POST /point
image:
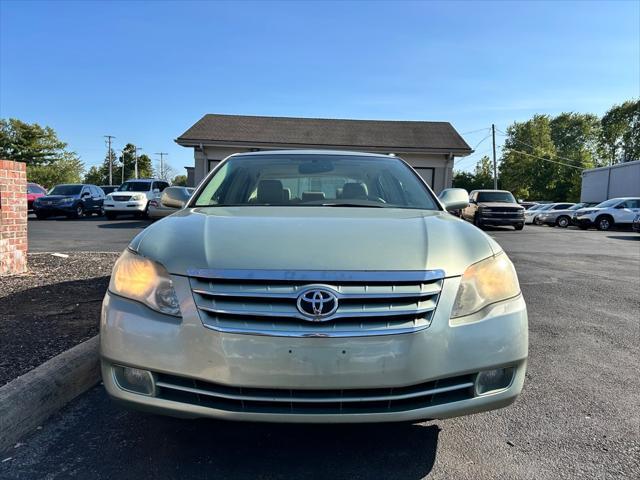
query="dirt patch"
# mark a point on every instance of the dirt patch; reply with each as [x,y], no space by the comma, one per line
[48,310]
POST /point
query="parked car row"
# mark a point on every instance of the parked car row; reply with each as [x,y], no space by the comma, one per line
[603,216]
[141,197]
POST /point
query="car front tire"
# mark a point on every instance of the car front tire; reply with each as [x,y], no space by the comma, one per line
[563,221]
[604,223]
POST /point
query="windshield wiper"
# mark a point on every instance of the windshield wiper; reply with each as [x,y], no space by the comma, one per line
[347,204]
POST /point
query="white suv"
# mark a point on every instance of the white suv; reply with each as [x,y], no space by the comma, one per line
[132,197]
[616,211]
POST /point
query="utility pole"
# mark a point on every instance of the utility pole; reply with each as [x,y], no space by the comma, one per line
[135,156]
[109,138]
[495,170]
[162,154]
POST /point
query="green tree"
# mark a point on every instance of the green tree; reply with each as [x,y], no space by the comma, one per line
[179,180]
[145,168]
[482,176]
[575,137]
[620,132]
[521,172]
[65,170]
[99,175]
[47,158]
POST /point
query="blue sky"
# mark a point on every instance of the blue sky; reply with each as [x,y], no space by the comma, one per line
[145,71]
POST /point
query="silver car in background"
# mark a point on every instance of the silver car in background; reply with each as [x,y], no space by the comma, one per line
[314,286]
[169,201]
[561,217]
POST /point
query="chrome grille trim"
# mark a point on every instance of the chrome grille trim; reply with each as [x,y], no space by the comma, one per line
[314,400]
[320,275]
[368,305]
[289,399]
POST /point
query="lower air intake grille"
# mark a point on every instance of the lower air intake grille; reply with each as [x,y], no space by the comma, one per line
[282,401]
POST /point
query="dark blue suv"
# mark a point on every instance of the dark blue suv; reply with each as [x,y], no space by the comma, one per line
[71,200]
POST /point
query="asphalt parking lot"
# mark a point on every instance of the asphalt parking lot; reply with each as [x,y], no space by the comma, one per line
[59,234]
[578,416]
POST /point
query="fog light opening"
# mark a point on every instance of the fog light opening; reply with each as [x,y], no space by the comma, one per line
# # #
Brief:
Except for the pictures, copy the material above exactly.

Response for this exercise:
POST /point
image:
query="dirt patch"
# mark a point on every instance of the dirt patch; reply with each as [x,y], no space by the comma, one per line
[48,310]
POST /point
query="parked car row"
# mark a point on every instance of the parked car row; reply with each as [x,y], no space by the comma, one per line
[603,216]
[141,197]
POST /point
query="car front tire"
# mark a point on every instance of the car front tire; reply with each as [x,y], no space by the comma, one per line
[563,221]
[604,223]
POST /point
query="windshield wiper"
# mark a point on every instance of the windshield wiper; reply with each as [x,y], no space by the comma, one per line
[347,204]
POST /point
query="white suv"
# mark a point on every instance of the white suv; reply with each as [x,y], no space by the comma, one per line
[132,197]
[616,211]
POST /point
query="utility pole"
# mark a point on every instance of the utility pole; reply with each as [x,y], no space by the comma, one per line
[135,156]
[109,138]
[495,170]
[162,154]
POST /point
query="green tree"
# mark a point on every instance of the green tree; reply with each as [x,y], no space by the comma, one per line
[179,180]
[145,168]
[482,176]
[575,137]
[620,132]
[521,172]
[65,170]
[99,175]
[47,158]
POST /point
query="blue sky"
# mark a point on every instance of the blue sky; reply with each as [x,y], no space by the comma, one per line
[145,71]
POST /point
query="silver car in background"
# mark a point on every instance of the silver car in background; reply with each as [x,y], no space by the comma, one per line
[314,286]
[169,201]
[561,217]
POST /point
query="chrome grille trim"
# mark a point on every instance of the chrome grille trim; reply with each as [x,y], no space by the comma, one per line
[314,400]
[320,275]
[368,305]
[289,399]
POST /point
query="lower air intake grille"
# mark a point on every instance of the lower air intake grille; reply with each as [x,y], no space by the comma, one per line
[282,401]
POST /point
query="dark blue suv"
# mark a point on every instance of the dark blue suv; reply with each as [x,y], no space by the comma, one per line
[71,200]
POST /point
query="asphalt parking lot"
# mark a point on every instance of the asphalt parking lot; reply with each as [x,y], no space by the comma, one per line
[59,234]
[578,416]
POST /point
query="fog light opening"
# mark a point on every instance of the fog light opening; reply with each as [x,y], no space by the comma, one per line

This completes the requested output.